▶ _WORK REQUEST_
Output as a JSON list of strings the lines of the material starting at the line containing "</instance>" and ending at the line containing "positive clicks: (1320, 22)", one string per line, with both of those lines included.

Segmentation mask data:

|---|

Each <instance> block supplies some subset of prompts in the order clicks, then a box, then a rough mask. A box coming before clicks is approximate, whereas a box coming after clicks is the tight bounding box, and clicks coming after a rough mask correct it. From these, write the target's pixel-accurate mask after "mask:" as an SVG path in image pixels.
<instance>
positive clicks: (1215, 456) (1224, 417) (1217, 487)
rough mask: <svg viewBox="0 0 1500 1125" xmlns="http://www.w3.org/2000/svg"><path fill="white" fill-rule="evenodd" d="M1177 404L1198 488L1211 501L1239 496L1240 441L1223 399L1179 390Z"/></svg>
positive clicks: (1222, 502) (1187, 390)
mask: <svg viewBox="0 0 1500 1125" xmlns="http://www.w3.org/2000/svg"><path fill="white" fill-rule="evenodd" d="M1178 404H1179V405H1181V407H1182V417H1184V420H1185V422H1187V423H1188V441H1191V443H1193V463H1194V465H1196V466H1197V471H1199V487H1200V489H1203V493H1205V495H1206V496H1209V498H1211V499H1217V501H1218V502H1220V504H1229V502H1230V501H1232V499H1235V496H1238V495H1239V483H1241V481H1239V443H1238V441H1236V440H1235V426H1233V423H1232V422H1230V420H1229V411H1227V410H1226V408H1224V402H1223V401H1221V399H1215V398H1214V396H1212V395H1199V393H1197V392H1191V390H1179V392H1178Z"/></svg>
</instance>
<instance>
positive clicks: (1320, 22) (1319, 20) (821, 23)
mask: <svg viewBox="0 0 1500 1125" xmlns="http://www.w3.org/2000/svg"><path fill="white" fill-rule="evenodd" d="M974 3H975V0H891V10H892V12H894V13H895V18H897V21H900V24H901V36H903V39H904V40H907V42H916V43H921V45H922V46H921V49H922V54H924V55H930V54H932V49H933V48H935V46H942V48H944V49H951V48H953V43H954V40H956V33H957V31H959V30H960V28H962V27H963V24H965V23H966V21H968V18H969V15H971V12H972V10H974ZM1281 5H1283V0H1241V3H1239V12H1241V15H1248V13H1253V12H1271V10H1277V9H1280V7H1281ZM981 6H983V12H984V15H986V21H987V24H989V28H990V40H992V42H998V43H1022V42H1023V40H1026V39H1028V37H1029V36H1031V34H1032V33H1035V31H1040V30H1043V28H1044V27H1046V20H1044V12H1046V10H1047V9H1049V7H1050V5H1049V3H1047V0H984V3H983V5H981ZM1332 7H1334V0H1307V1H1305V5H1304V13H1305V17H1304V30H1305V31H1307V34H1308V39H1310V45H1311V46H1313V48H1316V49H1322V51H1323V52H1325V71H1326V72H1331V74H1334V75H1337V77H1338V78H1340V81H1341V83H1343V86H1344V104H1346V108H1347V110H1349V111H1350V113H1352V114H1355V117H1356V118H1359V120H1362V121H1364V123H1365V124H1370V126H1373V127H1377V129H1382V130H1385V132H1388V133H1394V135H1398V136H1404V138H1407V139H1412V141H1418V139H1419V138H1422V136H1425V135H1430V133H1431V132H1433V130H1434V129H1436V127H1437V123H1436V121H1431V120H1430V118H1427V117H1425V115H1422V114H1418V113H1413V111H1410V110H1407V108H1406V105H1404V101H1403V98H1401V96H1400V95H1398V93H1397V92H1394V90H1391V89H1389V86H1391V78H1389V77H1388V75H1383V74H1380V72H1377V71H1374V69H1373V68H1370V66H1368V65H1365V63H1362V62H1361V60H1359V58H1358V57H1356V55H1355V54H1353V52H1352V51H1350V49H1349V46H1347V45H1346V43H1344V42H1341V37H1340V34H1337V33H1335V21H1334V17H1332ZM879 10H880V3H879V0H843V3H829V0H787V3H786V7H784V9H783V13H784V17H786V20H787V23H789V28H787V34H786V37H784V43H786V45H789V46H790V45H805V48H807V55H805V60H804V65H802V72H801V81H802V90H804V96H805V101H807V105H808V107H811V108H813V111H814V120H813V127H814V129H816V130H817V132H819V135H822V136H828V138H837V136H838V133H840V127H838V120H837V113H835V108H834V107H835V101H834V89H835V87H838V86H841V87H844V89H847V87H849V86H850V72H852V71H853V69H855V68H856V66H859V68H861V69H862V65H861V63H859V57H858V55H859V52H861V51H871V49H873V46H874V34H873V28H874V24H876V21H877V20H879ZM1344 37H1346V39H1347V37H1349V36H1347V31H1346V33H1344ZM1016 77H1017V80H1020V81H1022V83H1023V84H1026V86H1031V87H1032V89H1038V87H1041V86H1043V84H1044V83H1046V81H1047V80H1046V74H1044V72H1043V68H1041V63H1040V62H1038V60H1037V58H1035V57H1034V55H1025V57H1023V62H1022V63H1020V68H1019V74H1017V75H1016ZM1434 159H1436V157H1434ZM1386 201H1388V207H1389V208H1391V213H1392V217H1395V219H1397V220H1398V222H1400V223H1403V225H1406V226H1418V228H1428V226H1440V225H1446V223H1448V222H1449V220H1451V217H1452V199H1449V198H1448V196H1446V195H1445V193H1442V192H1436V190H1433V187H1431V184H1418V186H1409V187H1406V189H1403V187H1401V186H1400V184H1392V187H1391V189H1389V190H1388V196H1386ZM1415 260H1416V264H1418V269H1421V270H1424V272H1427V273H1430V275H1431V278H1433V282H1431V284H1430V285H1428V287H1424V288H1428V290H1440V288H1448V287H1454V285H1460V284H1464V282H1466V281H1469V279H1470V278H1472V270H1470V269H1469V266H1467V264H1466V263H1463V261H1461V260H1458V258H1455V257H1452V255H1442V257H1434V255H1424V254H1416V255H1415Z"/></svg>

|---|

▶ _SOLUTION TO THE PROBLEM_
[
  "</instance>",
  "<instance>",
  "positive clicks: (1320, 22) (1319, 20) (821, 23)"
]